• Your objective
Please find each line in the records below that contains the word "hazy", matching case exactly, and copy those lines.

• Provided entries
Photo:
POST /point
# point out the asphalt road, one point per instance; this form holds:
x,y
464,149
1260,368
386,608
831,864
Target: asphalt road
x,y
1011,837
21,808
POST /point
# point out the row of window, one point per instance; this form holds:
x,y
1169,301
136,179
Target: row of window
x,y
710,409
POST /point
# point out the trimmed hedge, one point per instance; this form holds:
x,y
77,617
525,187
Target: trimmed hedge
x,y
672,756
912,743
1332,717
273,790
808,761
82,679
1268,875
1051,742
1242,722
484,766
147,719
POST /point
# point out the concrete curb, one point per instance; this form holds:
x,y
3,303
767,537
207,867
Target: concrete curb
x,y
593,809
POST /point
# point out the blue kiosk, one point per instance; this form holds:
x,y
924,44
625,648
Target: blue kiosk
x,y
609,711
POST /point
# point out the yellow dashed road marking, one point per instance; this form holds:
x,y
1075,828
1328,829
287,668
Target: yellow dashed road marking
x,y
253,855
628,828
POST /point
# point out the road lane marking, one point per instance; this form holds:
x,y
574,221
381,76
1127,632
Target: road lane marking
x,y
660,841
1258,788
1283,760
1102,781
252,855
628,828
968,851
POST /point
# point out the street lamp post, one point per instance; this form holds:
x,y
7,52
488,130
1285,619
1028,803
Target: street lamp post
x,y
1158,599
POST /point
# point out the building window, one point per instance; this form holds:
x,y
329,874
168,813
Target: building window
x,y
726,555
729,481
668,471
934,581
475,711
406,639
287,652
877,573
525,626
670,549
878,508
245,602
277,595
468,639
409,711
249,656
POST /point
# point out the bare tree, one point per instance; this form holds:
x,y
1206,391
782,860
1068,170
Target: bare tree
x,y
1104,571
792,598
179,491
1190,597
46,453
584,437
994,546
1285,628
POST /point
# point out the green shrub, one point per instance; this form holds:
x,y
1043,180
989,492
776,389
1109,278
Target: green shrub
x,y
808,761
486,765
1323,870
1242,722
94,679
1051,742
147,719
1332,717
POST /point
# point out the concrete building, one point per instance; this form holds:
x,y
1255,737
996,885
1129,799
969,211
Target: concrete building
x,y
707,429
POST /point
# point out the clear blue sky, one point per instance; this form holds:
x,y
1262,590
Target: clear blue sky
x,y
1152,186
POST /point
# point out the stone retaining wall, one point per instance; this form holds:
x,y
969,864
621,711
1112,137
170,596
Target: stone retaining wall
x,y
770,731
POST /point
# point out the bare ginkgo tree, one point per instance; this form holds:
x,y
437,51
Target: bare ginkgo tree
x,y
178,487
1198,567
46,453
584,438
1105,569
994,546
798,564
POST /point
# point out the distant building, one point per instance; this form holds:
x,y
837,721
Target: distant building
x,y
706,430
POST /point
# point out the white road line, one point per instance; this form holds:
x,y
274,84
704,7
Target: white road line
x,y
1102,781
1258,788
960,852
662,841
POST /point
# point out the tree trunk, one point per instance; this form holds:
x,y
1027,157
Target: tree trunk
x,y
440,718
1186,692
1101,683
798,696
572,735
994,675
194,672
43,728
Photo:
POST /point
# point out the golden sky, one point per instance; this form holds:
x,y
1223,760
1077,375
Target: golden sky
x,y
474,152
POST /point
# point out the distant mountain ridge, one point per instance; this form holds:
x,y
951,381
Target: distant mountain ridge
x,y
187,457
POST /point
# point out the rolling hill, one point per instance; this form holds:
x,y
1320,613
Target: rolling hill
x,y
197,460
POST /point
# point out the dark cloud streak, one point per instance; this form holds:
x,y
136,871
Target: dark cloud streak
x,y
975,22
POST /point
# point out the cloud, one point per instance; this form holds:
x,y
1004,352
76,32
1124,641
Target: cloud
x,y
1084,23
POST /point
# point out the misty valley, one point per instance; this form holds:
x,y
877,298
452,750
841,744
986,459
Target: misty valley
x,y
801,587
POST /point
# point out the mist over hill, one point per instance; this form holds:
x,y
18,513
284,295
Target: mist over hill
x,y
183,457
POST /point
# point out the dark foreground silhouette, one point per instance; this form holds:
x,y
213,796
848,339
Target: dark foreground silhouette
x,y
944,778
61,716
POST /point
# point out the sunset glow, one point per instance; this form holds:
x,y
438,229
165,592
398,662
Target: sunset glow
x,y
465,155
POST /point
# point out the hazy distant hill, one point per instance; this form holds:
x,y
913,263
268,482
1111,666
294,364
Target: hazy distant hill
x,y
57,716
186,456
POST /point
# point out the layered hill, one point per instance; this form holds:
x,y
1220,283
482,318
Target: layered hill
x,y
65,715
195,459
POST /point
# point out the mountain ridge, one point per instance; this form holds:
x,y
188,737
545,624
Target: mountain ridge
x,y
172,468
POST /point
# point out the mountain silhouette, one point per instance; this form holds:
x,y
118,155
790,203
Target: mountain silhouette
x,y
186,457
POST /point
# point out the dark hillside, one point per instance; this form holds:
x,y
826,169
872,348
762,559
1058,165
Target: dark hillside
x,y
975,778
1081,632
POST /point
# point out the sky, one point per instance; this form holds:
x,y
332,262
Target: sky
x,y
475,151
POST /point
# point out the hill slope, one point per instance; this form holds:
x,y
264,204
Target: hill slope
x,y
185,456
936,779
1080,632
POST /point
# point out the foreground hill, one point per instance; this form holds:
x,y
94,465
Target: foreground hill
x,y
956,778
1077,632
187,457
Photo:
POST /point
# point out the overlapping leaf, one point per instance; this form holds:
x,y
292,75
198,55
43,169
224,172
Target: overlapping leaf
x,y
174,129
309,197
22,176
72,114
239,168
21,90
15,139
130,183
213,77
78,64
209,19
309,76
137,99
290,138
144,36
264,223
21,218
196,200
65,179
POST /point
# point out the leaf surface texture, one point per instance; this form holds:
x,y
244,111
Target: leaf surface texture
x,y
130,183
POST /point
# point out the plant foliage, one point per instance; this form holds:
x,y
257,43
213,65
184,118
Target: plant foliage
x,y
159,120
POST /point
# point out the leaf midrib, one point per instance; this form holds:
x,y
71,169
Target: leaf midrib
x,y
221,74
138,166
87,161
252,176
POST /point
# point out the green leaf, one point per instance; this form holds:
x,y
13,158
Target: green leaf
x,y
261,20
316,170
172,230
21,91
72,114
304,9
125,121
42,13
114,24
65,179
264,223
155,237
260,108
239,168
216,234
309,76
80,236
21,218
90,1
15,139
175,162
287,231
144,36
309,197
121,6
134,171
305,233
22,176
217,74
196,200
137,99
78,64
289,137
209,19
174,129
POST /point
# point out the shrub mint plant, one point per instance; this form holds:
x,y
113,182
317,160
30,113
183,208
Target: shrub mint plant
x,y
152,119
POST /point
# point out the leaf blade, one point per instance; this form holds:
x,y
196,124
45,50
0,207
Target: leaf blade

• Task result
# point out the hazy distant hill, one point per instance; this form holds:
Target: hazy distant hill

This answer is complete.